Given instruction ▸ Starting with the line that contains "Task: please point out the purple" and going on through the end of the items below, rewrite every line, including each task line. Shift each answer coordinate by -92, subtracting 92 from both the x and the y value.

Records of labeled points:
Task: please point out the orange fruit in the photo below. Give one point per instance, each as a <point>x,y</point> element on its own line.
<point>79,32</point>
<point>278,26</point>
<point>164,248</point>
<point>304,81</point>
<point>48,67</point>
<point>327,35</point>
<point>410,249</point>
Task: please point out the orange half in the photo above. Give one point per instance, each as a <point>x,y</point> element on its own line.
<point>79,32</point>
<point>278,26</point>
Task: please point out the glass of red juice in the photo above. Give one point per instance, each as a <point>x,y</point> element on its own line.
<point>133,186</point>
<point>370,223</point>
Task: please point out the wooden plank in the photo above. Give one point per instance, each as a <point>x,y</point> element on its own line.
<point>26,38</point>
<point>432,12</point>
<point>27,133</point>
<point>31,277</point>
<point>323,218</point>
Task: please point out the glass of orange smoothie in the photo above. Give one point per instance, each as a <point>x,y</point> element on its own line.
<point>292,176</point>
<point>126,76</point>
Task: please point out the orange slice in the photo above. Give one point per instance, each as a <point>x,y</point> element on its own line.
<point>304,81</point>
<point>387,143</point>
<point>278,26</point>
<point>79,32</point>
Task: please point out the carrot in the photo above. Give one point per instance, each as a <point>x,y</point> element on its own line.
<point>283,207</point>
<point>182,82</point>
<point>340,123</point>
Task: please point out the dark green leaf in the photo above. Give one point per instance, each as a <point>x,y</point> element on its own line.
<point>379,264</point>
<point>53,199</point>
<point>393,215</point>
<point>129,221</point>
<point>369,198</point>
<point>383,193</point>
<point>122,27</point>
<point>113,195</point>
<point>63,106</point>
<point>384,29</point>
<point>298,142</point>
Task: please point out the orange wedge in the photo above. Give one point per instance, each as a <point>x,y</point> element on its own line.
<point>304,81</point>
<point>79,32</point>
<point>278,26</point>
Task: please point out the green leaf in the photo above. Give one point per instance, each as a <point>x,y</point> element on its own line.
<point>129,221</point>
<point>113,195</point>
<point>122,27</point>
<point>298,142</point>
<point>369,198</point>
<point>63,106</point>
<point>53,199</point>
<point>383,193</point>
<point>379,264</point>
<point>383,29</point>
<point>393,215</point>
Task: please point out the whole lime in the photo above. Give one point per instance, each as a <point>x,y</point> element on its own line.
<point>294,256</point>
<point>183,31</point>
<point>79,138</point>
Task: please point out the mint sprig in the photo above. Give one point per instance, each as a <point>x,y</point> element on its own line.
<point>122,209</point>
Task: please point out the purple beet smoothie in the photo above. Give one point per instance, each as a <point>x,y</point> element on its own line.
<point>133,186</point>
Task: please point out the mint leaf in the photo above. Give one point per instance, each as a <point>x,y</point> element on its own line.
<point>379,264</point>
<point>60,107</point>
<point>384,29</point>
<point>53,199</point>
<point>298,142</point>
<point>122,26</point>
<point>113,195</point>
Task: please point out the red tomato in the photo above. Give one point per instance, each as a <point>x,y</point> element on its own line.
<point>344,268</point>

Completed exercise ▸
Task: please point out the purple beet smoothie in the photo above. Give one point per instance, each as a <point>x,y</point> element on its own line.
<point>41,94</point>
Task: please point out the mint leaf in the photo above. Give one point per instance, each as a <point>x,y</point> element on its own line.
<point>287,172</point>
<point>-32,15</point>
<point>292,-63</point>
<point>-39,107</point>
<point>206,50</point>
<point>30,-66</point>
<point>21,103</point>
Task: please point out the red tomato in the photo above. Give one point per instance, each as a <point>x,y</point> element on its own line.
<point>252,176</point>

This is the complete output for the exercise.